===== Auszug zum Lesen =====

Gemäss Art. 42 Abs. 2 BGG ist in der Begründung der Rechtsschrift in gedrängter Form darzulegen, inwiefern der angefochtene Akt Recht verletzt. Ist eine Beschwerde nur unter der Voraussetzung zulässig, dass ein besonders bedeutender Fall nach Art. 84 BGG vorliegt, so ist auszuführen, warum diese Voraussetzung erfüllt ist (BGE 145 IV 99 E. 1.5 mit Hinweisen).
Nach Art. 109 BGG entscheidet die Abteilung in Dreierbesetzung über Nichteintreten auf Beschwerden, bei denen kein besonders bedeutender Fall vorliegt (Abs. 1). Der Entscheid wird summarisch begründet und es kann ganz oder teilweise auf den angefochtenen Entscheid verwiesen werden (Abs. 3).
1.2. Aus der Beschwerdeschrift und dem angefochtenen Entscheid geht hervor, dass das deutsche Landgericht Regensburg am 10. Dezember 2019 die Reststrafe zur Bewährung aussetzte, jedoch am 2. März 2020 den Erlass des Vollzugs der Reststrafe wieder aufhob. Grund dafür sei gewesen, dass der Beschwerdeführer Deutschland weisungswidrig in Richtung Schweiz verlassen hatte. Die besondere Bedeutung des Falls erblickt der Beschwerdeführer darin, dass er vom Landgericht Regensburg vor dem Aufhebungsbeschluss nicht persönlich angehört worden sei. Es sei nicht ausreichend, dass sein Rechtsvertreter sich an der Verhandlung habe äussern können. Diese Auffassung ist unzutreffend. Angesichts seines weisungswidrigen Verhaltens hatte es sich der Beschwerdeführer selbst zuzuschreiben, dass der Aufhebungsbeschluss in seiner Abwesenheit erging (vgl. Urteil des EGMR
Ein besonders bedeutender Fall liegt deshalb nicht vor.

===== Inhalt des Datensatzes =====

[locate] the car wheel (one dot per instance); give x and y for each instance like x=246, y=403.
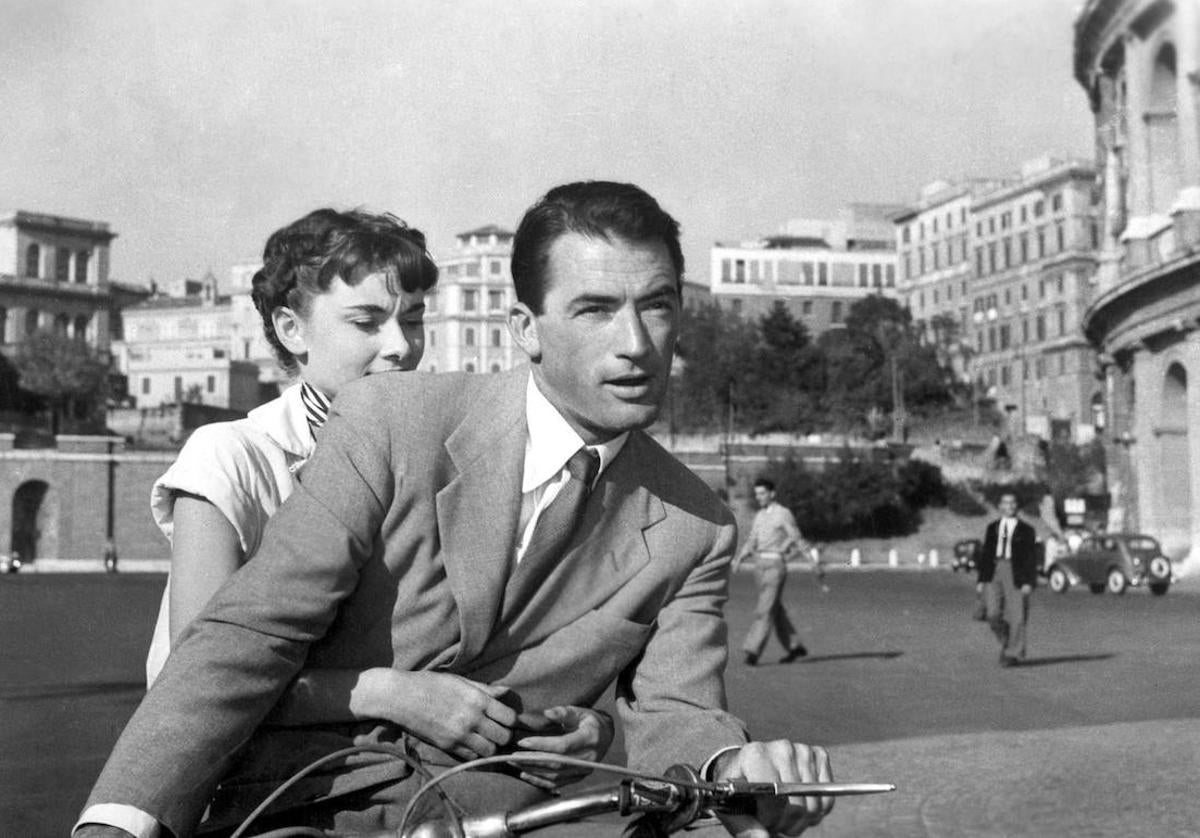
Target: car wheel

=====

→ Aufgaben
**A)** Beantworte anhand des Urteilsauszugs diese drei Fragen:
(i) In welcher Besetzung entscheidet die Abteilung nach Art. 109 BGG über Nichteintreten?
(ii) An welchem Tag hob das Landgericht Regensburg den Erlass des Vollzugs der Reststrafe wieder auf?
(iii) In welche Richtung verließ der Beschwerdeführer Deutschland?
**B)** Schreib den Urteilsauszug nach seinem letzten Satz weiter.

→ Antworten der Reihe
**A)**
(i) In Dreierbesetzung.
(ii) Am 2. März 2020.
(iii) In Richtung Schweiz.

**B)**
2.
Auf die Beschwerde ist somit nicht einzutreten. Damit wird der Antrag des Beschwerdeführers, es sei ihm eine angemessene Frist zur Ergänzung der Beschwerdeschrift einzuräumen (Art. 43 BGG), gegenstandslos.
Bei diesem Ausgang des Verfahrens trägt der Beschwerdeführer die Gerichtskosten (Art. 66 Abs. 1 BGG).
 
Demnach erkennt das Bundesgericht:
 
1.
 
Auf die Beschwerde wird nicht eingetreten.
 
2.
 
Die Gerichtskosten von Fr. 2'000.-- werden dem Beschwerdeführer auferlegt.
 
3.
 
Dieses Urteil wird dem Beschwerdeführer, dem Bundesamt für Justiz, Fachbereich Auslieferung, und dem Bundesstrafgericht, Beschwerdekammer, schriftlich mitgeteilt.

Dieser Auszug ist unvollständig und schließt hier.